#### RECORDS

* * *

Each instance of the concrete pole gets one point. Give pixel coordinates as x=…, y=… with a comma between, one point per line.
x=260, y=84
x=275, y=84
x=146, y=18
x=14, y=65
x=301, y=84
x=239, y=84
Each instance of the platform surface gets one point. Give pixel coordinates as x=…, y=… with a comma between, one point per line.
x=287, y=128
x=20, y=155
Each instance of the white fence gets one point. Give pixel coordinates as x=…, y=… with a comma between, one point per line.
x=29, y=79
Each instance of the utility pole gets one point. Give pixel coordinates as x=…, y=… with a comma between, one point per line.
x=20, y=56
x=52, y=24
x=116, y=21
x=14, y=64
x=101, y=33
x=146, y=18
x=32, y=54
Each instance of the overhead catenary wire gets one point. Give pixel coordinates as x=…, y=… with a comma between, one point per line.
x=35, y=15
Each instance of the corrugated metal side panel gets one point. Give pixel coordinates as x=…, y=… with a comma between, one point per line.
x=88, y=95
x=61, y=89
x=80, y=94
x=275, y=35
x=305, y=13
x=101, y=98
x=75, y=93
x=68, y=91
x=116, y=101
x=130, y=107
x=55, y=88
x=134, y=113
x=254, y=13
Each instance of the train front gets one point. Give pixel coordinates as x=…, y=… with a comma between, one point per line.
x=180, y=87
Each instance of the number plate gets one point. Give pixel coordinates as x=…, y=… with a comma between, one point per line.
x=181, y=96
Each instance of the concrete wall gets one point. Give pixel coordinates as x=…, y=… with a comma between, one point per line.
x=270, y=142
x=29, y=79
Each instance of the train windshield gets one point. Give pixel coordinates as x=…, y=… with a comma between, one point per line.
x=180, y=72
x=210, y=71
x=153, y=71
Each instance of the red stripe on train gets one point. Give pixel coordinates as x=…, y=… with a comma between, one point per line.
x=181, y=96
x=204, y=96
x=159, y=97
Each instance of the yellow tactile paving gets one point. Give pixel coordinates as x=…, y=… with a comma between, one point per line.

* * *

Rescale the records starting at the line that contains "Each instance of the corrugated" and ending at the line that contains "x=254, y=13", with both of those lines included. Copy every line again, leaving the request unchanged, and multiply each answer coordinate by 2.25, rounding to whole numbers with halves going up.

#### REPLY
Each instance of the corrugated metal side panel gets one point. Give pixel coordinates as x=…, y=… with a comma between, one point per line.
x=198, y=214
x=137, y=200
x=180, y=212
x=619, y=79
x=686, y=29
x=227, y=221
x=169, y=209
x=153, y=205
x=261, y=227
x=293, y=241
x=124, y=198
x=302, y=254
x=572, y=29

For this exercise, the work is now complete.